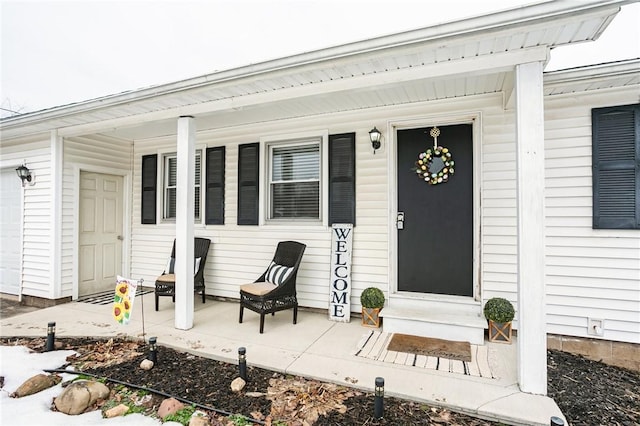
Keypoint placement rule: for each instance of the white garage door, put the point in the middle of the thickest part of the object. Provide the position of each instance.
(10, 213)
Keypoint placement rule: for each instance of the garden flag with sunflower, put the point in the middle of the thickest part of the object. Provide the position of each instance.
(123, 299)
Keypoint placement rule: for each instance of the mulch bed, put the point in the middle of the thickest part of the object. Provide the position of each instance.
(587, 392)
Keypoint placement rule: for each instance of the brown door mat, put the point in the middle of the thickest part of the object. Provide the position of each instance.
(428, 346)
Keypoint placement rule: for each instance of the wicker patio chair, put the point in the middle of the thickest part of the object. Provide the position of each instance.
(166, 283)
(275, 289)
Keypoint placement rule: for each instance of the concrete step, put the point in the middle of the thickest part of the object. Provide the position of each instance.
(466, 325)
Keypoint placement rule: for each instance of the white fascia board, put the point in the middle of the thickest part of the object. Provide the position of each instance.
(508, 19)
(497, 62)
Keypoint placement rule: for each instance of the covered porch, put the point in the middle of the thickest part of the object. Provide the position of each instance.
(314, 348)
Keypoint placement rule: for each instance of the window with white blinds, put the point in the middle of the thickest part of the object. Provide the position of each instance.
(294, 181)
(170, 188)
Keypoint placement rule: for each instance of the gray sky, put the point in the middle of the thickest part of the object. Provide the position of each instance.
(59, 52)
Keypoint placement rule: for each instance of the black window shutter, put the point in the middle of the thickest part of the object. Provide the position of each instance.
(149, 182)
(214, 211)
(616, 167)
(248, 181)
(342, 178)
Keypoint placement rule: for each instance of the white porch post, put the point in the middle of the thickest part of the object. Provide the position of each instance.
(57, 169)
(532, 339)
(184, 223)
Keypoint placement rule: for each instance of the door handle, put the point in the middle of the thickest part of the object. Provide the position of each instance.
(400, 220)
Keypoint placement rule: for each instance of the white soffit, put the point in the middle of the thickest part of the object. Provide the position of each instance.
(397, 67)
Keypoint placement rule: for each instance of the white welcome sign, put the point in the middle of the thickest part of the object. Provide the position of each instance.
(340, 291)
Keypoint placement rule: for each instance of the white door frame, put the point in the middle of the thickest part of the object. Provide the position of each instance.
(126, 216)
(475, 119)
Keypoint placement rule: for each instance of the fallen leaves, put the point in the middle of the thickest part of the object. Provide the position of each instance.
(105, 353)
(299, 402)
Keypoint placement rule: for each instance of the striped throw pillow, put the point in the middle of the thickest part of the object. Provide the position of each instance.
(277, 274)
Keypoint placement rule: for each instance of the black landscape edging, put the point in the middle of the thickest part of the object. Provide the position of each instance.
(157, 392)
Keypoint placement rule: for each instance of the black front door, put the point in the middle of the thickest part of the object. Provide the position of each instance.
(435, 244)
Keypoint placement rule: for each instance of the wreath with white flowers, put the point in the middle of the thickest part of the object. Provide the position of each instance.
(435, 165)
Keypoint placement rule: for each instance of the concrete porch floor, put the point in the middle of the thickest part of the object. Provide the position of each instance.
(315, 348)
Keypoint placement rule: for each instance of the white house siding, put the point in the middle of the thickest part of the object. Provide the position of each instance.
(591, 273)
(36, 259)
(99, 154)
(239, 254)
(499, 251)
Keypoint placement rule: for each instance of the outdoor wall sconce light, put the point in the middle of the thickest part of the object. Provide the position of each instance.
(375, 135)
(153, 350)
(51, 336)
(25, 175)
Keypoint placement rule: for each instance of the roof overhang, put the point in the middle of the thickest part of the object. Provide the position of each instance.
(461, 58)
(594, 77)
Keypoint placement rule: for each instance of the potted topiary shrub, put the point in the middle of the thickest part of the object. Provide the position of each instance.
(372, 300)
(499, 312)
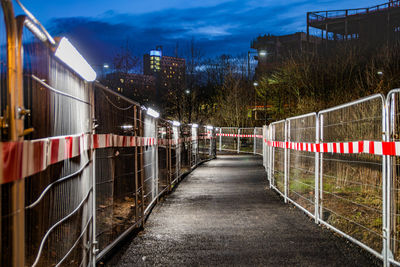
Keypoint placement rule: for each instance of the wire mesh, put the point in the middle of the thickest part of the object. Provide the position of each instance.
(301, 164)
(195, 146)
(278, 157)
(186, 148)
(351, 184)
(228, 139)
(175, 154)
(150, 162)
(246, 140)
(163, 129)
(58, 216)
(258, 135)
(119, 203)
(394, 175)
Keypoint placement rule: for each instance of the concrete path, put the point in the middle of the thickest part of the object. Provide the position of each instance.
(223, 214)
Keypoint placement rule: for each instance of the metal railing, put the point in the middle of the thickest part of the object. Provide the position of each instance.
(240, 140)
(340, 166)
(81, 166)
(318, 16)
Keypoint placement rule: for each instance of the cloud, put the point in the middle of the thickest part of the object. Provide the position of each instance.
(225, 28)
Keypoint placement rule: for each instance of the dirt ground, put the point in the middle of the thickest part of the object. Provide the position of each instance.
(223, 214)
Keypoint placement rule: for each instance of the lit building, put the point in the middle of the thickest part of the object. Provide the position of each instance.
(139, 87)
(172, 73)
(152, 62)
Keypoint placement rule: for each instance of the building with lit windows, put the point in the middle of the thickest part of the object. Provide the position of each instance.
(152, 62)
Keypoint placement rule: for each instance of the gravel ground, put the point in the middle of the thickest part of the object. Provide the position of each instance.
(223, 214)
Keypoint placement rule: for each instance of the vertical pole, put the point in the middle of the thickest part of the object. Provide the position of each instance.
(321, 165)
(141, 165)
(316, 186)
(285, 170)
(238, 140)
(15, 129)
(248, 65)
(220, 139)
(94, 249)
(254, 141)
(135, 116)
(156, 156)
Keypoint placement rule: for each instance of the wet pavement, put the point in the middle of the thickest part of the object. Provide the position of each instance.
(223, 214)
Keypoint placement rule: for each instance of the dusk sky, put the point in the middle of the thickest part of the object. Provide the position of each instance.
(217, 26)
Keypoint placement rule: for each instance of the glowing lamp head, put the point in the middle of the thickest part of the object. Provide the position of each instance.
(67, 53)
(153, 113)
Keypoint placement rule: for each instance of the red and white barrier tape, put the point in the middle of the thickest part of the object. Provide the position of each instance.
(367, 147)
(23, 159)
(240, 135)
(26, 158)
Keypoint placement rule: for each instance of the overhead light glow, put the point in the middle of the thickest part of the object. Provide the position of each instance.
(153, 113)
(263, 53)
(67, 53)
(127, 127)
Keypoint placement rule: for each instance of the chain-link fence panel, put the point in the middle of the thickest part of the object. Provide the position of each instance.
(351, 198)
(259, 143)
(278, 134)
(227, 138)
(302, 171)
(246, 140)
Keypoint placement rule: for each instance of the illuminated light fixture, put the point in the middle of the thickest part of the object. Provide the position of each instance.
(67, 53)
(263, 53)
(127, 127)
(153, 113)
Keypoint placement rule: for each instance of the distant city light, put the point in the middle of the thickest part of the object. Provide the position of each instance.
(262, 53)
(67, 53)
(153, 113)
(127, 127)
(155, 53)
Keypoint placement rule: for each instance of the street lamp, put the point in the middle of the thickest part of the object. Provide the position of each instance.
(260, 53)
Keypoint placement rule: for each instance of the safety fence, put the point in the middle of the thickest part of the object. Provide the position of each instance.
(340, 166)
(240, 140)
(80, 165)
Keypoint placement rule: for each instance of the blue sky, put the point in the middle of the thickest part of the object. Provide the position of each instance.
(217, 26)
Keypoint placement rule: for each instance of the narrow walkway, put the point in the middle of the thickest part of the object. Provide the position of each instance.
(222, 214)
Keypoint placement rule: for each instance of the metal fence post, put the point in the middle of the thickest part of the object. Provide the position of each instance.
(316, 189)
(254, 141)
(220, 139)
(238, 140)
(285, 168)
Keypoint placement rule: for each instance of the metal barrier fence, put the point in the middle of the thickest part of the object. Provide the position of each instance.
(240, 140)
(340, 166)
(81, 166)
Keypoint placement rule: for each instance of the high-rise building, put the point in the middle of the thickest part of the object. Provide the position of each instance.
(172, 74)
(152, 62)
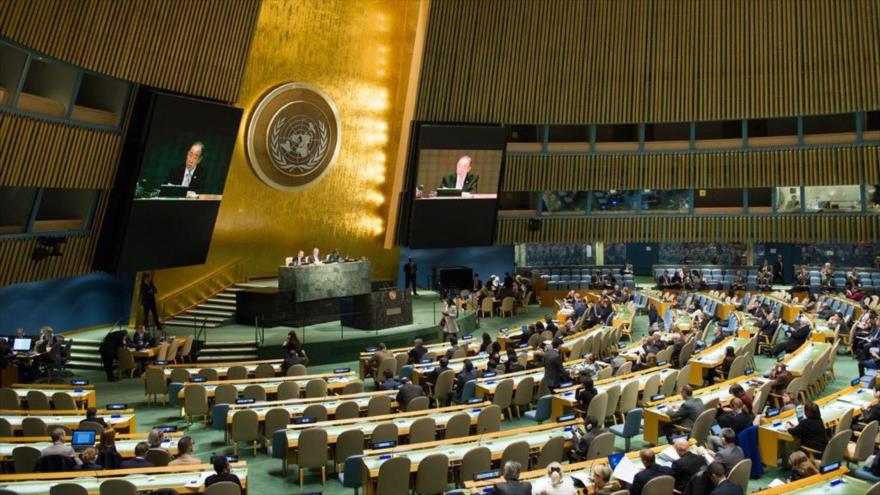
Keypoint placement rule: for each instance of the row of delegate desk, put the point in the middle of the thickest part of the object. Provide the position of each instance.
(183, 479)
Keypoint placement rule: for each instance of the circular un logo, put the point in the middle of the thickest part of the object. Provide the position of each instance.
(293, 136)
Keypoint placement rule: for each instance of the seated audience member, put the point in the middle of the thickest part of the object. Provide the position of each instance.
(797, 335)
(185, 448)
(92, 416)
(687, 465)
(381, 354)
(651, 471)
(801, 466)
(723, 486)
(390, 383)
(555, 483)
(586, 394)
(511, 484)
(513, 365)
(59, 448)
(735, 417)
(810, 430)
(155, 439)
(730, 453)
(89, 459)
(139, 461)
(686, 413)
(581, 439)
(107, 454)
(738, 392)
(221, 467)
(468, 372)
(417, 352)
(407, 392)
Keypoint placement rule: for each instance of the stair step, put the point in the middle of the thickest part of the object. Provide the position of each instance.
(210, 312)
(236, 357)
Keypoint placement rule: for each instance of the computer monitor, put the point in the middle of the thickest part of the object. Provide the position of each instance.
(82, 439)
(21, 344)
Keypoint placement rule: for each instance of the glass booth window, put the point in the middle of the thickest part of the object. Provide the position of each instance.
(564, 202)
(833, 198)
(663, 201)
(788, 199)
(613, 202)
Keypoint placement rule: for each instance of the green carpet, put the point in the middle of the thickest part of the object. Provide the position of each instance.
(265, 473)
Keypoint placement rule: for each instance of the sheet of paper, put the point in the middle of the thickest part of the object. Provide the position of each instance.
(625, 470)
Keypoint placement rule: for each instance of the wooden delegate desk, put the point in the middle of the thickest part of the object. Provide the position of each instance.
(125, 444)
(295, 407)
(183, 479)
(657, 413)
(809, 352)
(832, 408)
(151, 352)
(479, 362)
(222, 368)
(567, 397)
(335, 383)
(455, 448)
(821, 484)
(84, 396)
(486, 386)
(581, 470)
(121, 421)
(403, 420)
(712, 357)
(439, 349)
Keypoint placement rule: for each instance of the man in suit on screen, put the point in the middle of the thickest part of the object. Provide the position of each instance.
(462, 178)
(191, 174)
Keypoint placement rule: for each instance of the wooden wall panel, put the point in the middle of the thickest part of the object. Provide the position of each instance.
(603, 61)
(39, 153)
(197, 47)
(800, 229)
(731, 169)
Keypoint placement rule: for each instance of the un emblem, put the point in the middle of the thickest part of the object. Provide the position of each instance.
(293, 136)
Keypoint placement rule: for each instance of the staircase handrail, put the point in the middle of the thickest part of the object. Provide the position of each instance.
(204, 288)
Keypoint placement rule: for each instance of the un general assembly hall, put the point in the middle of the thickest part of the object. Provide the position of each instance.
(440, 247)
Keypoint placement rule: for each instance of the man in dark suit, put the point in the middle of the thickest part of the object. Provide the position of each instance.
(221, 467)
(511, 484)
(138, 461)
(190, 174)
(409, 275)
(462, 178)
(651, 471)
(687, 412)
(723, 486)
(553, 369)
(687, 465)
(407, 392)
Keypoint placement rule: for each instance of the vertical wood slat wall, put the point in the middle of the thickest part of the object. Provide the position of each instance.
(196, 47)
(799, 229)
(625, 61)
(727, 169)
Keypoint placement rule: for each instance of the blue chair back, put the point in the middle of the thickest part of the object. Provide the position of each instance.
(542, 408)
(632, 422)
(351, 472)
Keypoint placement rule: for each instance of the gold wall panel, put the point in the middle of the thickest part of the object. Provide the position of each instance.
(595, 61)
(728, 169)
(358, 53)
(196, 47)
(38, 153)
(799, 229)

Instruction: Print the data word for word, starting at the line that contains "Keypoint placement rule: for each instance of the man in dark" and continuing through the last line of the data.

The completed task:
Keypoint placement rule: for each instance of the man in dark suit, put the point in the middle of the thickest part of the object. Provide the position of each instance.
(221, 467)
(511, 484)
(138, 461)
(190, 174)
(409, 275)
(462, 178)
(651, 471)
(687, 412)
(723, 486)
(553, 369)
(687, 465)
(407, 392)
Keypoint placement rule: for each instance of the vertical wood slat wall, put the point in the middle of the thickest part of the object. Provide the position of each instance.
(196, 47)
(799, 229)
(625, 61)
(727, 169)
Keypoint placement rule: for each instance of the blue chair back, put the point in the middle of the thickest part of the object. Provide the position of each instance.
(542, 408)
(632, 422)
(351, 472)
Keypoint placement rule: for each instance of the gold wall panel, put the point in the middle of the thickest part of the object. Provide the position of each instance.
(595, 61)
(728, 169)
(358, 53)
(196, 47)
(38, 153)
(799, 229)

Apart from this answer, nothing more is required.